WHAT IS EXPECTED:
Can you give the rows below again, swapping "set a pin on it" for "place a marker on it" in every row and leaving everything else unchanged?

☆ ☆ ☆

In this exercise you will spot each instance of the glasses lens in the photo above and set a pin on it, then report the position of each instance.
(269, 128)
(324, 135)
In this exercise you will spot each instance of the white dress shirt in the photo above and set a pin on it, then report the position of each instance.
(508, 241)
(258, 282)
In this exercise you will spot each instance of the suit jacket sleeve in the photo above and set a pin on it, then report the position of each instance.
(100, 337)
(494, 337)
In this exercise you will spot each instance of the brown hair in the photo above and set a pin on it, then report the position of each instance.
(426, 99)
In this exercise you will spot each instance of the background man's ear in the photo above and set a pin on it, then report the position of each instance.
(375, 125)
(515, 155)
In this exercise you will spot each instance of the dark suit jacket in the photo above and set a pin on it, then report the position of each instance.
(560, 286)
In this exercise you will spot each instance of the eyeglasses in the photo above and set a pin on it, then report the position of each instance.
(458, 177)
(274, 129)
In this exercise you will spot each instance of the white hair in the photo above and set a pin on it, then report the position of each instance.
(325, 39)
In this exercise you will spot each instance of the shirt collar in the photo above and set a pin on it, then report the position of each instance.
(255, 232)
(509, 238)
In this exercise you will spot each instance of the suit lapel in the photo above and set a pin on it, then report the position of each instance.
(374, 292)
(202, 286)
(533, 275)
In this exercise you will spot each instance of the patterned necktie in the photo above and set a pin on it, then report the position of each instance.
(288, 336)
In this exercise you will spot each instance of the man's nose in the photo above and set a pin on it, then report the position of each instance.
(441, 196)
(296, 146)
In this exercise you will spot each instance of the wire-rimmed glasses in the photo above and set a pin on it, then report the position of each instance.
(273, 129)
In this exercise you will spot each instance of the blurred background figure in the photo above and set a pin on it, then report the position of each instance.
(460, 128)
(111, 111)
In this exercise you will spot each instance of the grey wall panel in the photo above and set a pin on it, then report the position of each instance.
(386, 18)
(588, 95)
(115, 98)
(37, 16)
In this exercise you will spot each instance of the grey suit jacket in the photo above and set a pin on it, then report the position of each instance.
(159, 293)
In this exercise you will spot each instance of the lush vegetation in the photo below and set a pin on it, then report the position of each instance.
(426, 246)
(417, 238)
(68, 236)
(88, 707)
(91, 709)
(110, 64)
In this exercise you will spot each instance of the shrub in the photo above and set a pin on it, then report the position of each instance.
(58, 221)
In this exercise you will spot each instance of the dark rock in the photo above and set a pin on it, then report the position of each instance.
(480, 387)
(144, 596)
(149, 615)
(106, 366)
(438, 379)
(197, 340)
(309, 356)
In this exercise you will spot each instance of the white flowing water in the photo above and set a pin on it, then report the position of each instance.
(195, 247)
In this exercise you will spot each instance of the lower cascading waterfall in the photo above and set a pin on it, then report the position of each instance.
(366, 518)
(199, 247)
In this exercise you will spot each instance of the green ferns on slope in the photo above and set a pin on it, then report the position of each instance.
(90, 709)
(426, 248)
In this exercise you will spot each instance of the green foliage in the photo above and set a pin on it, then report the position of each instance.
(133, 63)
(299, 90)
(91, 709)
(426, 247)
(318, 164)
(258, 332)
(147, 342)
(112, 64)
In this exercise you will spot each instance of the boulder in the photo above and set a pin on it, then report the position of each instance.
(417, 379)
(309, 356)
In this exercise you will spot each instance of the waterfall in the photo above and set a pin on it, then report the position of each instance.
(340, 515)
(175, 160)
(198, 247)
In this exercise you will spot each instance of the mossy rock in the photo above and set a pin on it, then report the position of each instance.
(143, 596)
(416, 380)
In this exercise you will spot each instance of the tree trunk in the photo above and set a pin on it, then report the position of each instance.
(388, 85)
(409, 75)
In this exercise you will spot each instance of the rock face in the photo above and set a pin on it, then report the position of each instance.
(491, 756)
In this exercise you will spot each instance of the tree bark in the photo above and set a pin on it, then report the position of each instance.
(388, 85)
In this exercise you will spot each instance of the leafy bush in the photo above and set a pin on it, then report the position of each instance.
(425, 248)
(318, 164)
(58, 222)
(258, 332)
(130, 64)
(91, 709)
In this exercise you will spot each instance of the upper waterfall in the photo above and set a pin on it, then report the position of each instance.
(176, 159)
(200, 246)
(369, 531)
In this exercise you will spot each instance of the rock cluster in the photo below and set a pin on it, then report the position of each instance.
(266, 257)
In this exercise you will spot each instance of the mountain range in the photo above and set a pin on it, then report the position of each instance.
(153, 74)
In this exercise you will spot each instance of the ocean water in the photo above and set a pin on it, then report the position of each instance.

☆ ☆ ☆

WORKED SOLUTION:
In this exercise you will spot each instance of the glasses lens in the photo above and place a marker on it, then report the position of each instance.
(269, 128)
(324, 135)
In this exercise you will spot each instance of the white dress shirt in the photo above and place a marker on it, then report the position of each instance.
(508, 241)
(258, 282)
In this exercise you will spot each instance of the suit jacket sleeve in the photo above and place a marker on it, then report the position of each instance.
(100, 337)
(494, 337)
In this exercise you will spot each instance of the brown hair in the photo above and place a marker on it, then report the position of each instance.
(426, 99)
In this exercise you will spot each instance of the background man's ear in the photo above and place a marker on it, then report the position of each instance.
(375, 125)
(515, 155)
In this exercise you will spot each instance of the dark suit jacket in the photo above and place a marker on it, then report the position of each instance.
(560, 286)
In this exercise you will spot each instance of the eyeglasses in the photo above and place a marker on it, then report the position of each instance.
(458, 177)
(274, 129)
In this exercise you will spot each instance of the white hair in the photo above and place a marker on it, then report the position of each instance.
(325, 39)
In this exercise you will spot each instance of the shirt collar in the photo above and place a marker on it, then report the position of each instance.
(255, 232)
(509, 238)
In this exercise you will spot each instance of the suit lapel in the photo above and place a marker on it, then report the position of each instance.
(374, 292)
(202, 286)
(533, 275)
In this exercise you will spot each instance of the patterned necktie in the photo above and place a marker on it, then report the position of each instance.
(288, 336)
In this exercise you will spot each instance of the man's nose in the photo above and place a marker on it, then report the position of each instance.
(441, 196)
(296, 146)
In this exercise you will spot each instance of the wire-rimmed glasses in the photo above and place a marker on it, then report the position of each instance.
(273, 129)
In this exercise you will spot each instance of the blurred background figure in the photo above and place a marker on it, then report the position of each instance.
(460, 128)
(111, 111)
In this exercise you will spot each instance of the grey wall panel in the photo above and place a marker on it, then report the position of each instance.
(386, 18)
(588, 95)
(115, 98)
(37, 16)
In this exercise you will spot each instance of the grey suit jacket in the photo above and place a marker on it, then report the position of each instance.
(159, 293)
In this exercise you will spot each instance of the lush vegetation in the photo below and place a marker on it, then report the position of each instance.
(426, 246)
(417, 238)
(68, 236)
(88, 707)
(91, 709)
(110, 64)
In this exercise you will spot each instance of the shrub in the photo above and place a marker on it, then report the position of each instance.
(58, 221)
In this exercise you will spot each instance of the dark rock in the photo above and place a marker on it, then report the position of each instance.
(480, 387)
(144, 596)
(149, 615)
(106, 366)
(438, 379)
(197, 340)
(309, 356)
In this exercise you will spot each instance of the white flowing water in the photo above and place a marker on it, then report the position of each instance.
(195, 247)
In this exercise you will spot each instance of the lower cascading waterfall in the photo above and place a marker on it, then report the position of each instance.
(366, 518)
(199, 247)
In this exercise you will spot each instance of the green ferns on slope in the photo above and place a marker on it, then report the position of each instance.
(90, 709)
(426, 248)
In this exercise you will spot each instance of the green foliage in the photo above and place a marker on it, then report the position of each instance.
(133, 63)
(299, 90)
(91, 709)
(426, 247)
(318, 164)
(258, 332)
(147, 342)
(112, 64)
In this exercise you will spot each instance of the boulder in the photo above and place a marker on it, then report the position of each instance.
(417, 379)
(309, 356)
In this exercise you will spot each instance of the waterfall in the photo above and place a marker on it, then report the position of each instance.
(340, 515)
(175, 160)
(198, 247)
In this exercise you will spot each instance of the mossy rock in the photo above and place a marker on it, then report the position of each instance.
(143, 596)
(416, 380)
In this exercise you will spot each instance of the tree trunk in the photo above and place a marker on it, then report the position of each instance.
(388, 85)
(409, 75)
In this exercise you will spot each instance of the rock face in the photo above and place a marker on it, then report the position of each instance.
(491, 756)
In this exercise you will spot each instance of the tree bark in the photo above and place a marker on it, then report the position of each instance.
(388, 85)
In this exercise you will spot each instance of the leafy bush in the photo above and place a marker on it, then report the position of each instance.
(425, 248)
(318, 164)
(58, 222)
(258, 332)
(130, 64)
(91, 709)
In this exercise you will spot each instance of the upper waterfall in the photo above and place a marker on it, then report the position of each instance.
(176, 159)
(200, 246)
(369, 531)
In this exercise you will spot each instance of the rock cluster in the photo below and place a marker on it, then report the position of each instance.
(266, 257)
In this exercise you will spot each instance of the mountain range in the photo above and place a marker on it, then report the position of each instance.
(153, 74)
In this exercise you will spot each instance of the ocean water in the photo above and place a marker on it, then report the position of each instance.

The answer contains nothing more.